RECORDED INFORMATION
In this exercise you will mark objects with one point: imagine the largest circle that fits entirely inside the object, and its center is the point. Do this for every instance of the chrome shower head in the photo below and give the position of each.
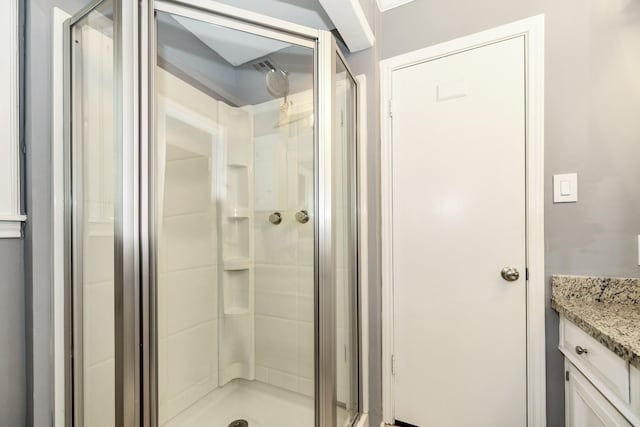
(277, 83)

--

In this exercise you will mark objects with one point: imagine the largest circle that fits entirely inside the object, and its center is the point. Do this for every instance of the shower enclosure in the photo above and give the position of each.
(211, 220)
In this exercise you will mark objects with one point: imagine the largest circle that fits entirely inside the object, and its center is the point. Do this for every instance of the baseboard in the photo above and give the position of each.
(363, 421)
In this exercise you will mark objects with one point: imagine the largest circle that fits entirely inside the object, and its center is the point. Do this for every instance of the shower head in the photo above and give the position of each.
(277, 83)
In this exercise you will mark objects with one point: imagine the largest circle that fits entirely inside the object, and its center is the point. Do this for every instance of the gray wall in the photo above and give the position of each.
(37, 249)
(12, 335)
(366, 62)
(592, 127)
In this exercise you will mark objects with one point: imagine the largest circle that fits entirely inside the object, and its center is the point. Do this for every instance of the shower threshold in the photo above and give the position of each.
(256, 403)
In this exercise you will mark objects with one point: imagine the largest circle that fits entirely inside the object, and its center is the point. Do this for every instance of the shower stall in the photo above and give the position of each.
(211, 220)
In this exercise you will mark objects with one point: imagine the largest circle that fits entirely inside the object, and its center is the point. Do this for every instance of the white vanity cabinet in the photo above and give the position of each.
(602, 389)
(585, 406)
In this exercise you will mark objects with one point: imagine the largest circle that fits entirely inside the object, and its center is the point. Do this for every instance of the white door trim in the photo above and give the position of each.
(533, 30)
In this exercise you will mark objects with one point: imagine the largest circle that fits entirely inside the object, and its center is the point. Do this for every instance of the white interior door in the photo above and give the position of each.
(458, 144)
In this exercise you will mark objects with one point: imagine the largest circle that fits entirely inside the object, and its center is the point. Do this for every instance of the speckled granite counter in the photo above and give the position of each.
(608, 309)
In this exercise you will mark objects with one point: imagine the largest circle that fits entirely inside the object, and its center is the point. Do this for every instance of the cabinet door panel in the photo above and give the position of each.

PROMPT
Your task is to restate, word for word, only those lines above that fall between the line holding "the white interior" and the line holding "of the cabinet", inclusive.

EXERCISE RESULT
In this exercise you will mark objects with one point: imagine the largest circle that fits entirely inside the object, and its center is the point. Do this for every instance of the white interior door in the photo above and give the position of each.
(458, 144)
In this exercise you will mark objects with one point: imagine the largest circle that fits entirely inside the object, and its center is the point. Do this for every instance of the speckled granite counter in the photo above and give the position of each.
(608, 309)
In this exercise you will mark objects with one point: imagine the largest circle that fits entirely inside the object, and its center is the point. Do this for every instance of the cabinet door panel in the photo above and give the position of each.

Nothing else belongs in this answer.